Instructions.
1. Write out the passage on how the Paleo-oncology Research Organization began, from "Kathryn Hunt, Roselyn" up to and including "and individual success.".
2. Write what comes next in the passage on how the Paleo-oncology Research Organization began, picking up after its final sentence.

Document excerpt.
▽

The founders of the Paleo-oncology Research Organization (PRO) first met through variations of shared field work experiences, friendly institutional competition, travel experiences, and shared hotel rooms while attending academic conferences. The latter became an integral part of the journey toward the launch of PRO.


Kathryn Hunt, Roselyn Campbell, Casey Kirkpatrick and Jennifer Willoughby all became fast friends and respected colleagues, due in large part to their shared passion for archaeology, Egyptology, and paleopathology. In an academic field where knowledge and project ideas are often fiercely guarded prior to publication, they did not hesitate to share ideas, suggest collaborations and offer each other academic guidance when needed. They found strength, inspiration and motivation within each other and this support has been integral to both group and individual success.


It was an unexpected turn of events that led to the conception of PRO. In 2009, Kathryn Hunt, an otherwise healthy 22 year old, was diagnosed with ovarian cancer. She continued to attend university while fiercely battling her cancer through surgery and chemotherapy. Even through the loss of her beloved aunt to a rare form of cancer during the same time period, Hunt maintained her determination and eventually won her fight with cancer. As a geographically diverse group of friends, Campbell, Kirkpatrick and Willoughby did what they could from afar to support Hunt during her battle and were tremendously relieved when Hunt was able to attend the ARCE, PPA and AAPA conferences, later that year. She hadn’t even had her chemotherapy port removed, yet was filled with ideas for bioarchaeological cancer research! What’s more, she went right back to work at the Valley of the Kings in Egypt just two months after completing chemo!! Talk about a tough cookie!

△

Dataset excerpt.
▽

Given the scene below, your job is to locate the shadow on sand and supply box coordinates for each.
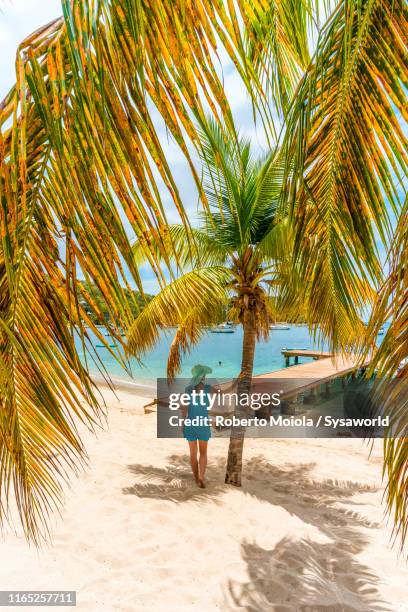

△

Solved tasks.
1.
Kathryn Hunt, Roselyn Campbell, Casey Kirkpatrick and Jennifer Willoughby all became fast friends and respected colleagues, due in large part to their shared passion for archaeology, Egyptology, and paleopathology. In an academic field where knowledge and project ideas are often fiercely guarded prior to publication, they did not hesitate to share ideas, suggest collaborations and offer each other academic guidance when needed. They found strength, inspiration and motivation within each other and this support has been integral to both group and individual success.

2.
It was later revealed that while navigating her university campus, bald and limping from her life-saving procedures, Hunt had begun to question the popular perceptions and social stigmas that ancient Egyptian cancer victims may have had to endure. These questions led Hunt to search for ancient medical literature and bioarchaeological case studies of cancer in the past. This search only fueled the flame, leading to further questions regarding the history and impact of cancer throughout the world and the methods used by bioarchaeologists to recognize cancer victims. It became clear that there was a wealth of information on cancer in antiquity that had never been synthesized or observed systematically as a collection. It also became apparent that the methods for differential diagnosis or identification of cancer in human remains were varied and lacked standardization. Hunt decided that the amount of research required to make significant progress within this field was beyond anything one person could conquer, so she approached Campbell, Kirkpatrick and Willoughby with her idea for co-founding an open-access, multi-disciplinary organization devoted to the research of cancer in antiquity. As with most individuals, all of their lives had been touched by cancer in one way or another and they immediately recognized the potential for contribution to cancer research through the study of human remains. It was settled, and the planning of what eventually became known as the Paleo-oncology Research Organization (PRO) began!


Shortly after this time, Kirkpatrick’s mother was diagnosed with an atypical meningioma, a benign brain tumor with the potential for development into malignancy. This experience resulted in the revelation that there was a very thin line between benign and malignant tumours, both in the development of neoplastic disease and the symptoms resulting from each type of tumour. The line between malignant and benign tumors can also be blurred when identifying tumors in ancient human remains. As a result, it was decided that the PRO would focus on both malignant and benign neoplastic disease. The first official meeting of PRO happened over lunch in Knoxville, Tennessee while attending a conference on physical anthropology. On a paper napkin, the organization was named, its objectives outlined, and a plan for action was created, and PRO has since been working hard towards carrying out their goals for open access, education, and collaboration in paleo-oncological research.